You could get safety pins anywhere, but if you wanted the Nu-Gard in this territory why not get them through the A. L. Clark company? Yes, it used to be Clark & Grey. Not any more. Whether Grey comes clanking to Clark on Christmas to beg him to change his ways, we don’t know.

“Mr. Prym, the lads who are doing the ads are having a difficult time coming up with a name that reinforces the visibility of the fastener’s spring.”

“Oh bloody hell I’ll have to go down there and just do it myself, then”

Why wouldn’t you want to lay in a stock of Mercerized Ecru Cordonnets?

That would be “a thread or small cord used to edge braid, to make tassels and fringes, or to outline the design of lace and embroidery.”

Beauty standards are often mysterious from the distance of a century:

For a while it seems that Canton OH was the embroidery hoop capital of the world. Gibbs, from my “research,” seems to have been a toy company that had a sideline in hoops.
=-=-=-=-=
## WRITTEN PROBLEM A
State how many lines of the listing contain the string "silhouette". Case counts.
The passage and the listing are unrelated material.

(Stored records)
=-=-=-=-=
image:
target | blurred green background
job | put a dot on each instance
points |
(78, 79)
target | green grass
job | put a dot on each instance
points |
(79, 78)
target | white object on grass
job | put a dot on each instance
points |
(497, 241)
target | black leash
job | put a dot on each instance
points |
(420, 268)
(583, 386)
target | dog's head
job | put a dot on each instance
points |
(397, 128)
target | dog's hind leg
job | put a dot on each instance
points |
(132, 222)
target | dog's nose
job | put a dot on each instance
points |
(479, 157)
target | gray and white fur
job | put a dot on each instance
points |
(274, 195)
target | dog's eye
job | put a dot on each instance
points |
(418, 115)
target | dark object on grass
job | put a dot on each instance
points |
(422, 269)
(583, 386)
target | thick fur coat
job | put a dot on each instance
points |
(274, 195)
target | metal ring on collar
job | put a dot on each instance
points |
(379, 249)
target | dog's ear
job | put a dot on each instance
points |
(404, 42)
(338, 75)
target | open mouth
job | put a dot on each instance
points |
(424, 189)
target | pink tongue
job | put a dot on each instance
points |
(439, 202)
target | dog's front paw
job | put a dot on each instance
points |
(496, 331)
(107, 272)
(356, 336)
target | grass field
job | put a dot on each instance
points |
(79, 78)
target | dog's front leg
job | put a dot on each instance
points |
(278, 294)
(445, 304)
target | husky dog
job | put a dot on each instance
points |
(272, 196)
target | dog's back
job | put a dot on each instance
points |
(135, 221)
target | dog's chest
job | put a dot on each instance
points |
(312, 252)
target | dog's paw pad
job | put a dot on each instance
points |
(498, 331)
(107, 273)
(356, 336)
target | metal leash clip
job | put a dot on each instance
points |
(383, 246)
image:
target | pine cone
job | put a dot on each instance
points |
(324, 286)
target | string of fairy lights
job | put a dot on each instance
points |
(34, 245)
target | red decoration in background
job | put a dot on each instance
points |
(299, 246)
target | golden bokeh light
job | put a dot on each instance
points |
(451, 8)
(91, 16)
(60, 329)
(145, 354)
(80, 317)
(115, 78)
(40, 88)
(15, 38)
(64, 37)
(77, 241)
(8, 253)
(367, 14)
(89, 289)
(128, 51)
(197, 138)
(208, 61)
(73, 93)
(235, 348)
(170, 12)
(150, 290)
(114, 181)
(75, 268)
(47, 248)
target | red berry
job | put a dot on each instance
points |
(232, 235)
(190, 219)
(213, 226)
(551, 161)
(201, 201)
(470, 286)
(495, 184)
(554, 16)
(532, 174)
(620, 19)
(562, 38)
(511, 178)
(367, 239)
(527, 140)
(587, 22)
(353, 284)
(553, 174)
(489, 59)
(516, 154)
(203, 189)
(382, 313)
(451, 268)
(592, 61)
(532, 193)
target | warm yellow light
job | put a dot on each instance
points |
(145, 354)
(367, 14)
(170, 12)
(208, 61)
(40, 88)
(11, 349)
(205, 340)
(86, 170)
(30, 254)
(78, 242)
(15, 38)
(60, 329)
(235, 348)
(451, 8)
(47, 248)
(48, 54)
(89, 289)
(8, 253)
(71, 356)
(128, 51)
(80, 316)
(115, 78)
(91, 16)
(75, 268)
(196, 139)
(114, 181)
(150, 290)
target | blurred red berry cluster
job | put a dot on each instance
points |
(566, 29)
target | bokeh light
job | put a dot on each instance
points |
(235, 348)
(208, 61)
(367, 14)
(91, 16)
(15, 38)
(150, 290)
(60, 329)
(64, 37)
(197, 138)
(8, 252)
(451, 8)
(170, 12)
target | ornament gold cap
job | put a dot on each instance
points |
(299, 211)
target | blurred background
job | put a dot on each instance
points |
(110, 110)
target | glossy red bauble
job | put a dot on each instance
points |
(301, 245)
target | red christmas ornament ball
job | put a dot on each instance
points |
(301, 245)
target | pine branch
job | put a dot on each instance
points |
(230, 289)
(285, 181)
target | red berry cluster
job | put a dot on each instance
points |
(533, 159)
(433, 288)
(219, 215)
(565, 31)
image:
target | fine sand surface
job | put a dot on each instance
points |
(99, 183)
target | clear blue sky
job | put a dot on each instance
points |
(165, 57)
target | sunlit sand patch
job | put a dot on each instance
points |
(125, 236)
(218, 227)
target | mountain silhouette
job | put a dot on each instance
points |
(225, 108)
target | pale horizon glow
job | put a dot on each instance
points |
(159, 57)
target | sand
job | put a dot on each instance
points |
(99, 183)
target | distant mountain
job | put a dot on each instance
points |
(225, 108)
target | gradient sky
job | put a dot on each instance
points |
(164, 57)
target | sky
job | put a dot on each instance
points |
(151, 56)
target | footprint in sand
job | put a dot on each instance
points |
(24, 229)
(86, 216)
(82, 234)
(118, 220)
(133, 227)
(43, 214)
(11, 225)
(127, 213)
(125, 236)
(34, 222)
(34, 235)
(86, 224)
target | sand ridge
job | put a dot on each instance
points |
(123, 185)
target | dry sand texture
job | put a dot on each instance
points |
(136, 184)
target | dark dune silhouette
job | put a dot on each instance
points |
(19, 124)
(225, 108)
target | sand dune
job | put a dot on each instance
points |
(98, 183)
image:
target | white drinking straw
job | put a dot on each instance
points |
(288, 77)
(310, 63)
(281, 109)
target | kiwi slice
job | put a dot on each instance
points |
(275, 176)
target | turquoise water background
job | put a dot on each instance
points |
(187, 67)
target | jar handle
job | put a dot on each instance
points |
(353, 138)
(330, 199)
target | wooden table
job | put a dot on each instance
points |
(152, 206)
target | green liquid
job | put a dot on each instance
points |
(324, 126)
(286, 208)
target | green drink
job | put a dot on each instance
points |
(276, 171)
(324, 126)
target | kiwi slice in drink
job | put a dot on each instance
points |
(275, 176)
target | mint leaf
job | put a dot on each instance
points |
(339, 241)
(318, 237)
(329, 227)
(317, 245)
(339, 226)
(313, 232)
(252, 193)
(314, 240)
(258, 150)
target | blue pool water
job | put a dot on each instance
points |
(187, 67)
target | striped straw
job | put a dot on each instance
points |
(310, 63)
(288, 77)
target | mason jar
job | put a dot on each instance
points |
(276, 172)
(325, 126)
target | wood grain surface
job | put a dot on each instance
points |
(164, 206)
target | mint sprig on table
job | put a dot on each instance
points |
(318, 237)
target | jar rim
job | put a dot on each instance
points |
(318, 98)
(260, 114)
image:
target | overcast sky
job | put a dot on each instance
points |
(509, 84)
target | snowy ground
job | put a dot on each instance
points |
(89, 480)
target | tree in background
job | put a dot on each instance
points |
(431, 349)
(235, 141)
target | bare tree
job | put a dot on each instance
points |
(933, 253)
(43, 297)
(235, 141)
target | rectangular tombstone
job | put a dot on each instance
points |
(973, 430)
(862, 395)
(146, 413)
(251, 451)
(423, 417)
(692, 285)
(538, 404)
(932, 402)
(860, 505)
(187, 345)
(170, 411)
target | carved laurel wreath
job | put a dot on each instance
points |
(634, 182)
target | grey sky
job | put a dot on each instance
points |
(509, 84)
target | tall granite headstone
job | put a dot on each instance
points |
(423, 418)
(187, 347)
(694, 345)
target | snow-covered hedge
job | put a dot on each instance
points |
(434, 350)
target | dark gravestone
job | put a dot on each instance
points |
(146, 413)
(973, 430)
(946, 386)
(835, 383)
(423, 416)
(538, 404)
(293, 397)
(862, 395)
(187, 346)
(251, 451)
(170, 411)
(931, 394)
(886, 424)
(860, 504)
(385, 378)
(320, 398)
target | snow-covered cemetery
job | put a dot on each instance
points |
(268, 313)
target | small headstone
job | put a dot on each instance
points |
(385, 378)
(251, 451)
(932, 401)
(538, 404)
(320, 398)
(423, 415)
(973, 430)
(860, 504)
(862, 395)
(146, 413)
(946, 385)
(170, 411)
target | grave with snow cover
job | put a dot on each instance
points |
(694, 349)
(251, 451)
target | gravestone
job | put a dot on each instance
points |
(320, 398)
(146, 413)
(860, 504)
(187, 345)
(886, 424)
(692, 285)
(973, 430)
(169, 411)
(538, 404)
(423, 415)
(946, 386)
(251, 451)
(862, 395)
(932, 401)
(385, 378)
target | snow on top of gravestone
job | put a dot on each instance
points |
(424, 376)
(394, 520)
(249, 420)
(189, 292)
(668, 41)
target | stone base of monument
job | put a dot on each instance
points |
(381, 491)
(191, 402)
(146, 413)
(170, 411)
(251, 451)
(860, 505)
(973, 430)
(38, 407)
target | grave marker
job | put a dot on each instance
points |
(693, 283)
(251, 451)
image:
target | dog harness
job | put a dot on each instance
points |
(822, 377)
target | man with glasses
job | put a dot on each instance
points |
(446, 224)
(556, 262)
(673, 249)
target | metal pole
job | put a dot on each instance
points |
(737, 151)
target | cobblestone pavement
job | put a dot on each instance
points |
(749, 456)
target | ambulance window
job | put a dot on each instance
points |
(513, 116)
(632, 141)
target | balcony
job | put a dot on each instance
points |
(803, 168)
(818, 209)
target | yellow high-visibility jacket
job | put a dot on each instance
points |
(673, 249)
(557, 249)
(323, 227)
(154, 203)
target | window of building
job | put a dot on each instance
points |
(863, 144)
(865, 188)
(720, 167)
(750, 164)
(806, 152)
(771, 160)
=-=-=-=-=
## WRITTEN PROBLEM B
Answer these questions from the passage:
(i) What name did the A. L. Clark company used to go by?
(ii) Which city does it say seemed for a while to be the embroidery hoop capital of the world?
(iii) What kind of company does Gibbs seem to have been?

## FINISHED ANSWER A
2

## FINISHED ANSWER B
(i) Clark & Grey
(ii) Canton OH
(iii) A toy company that had a sideline in hoops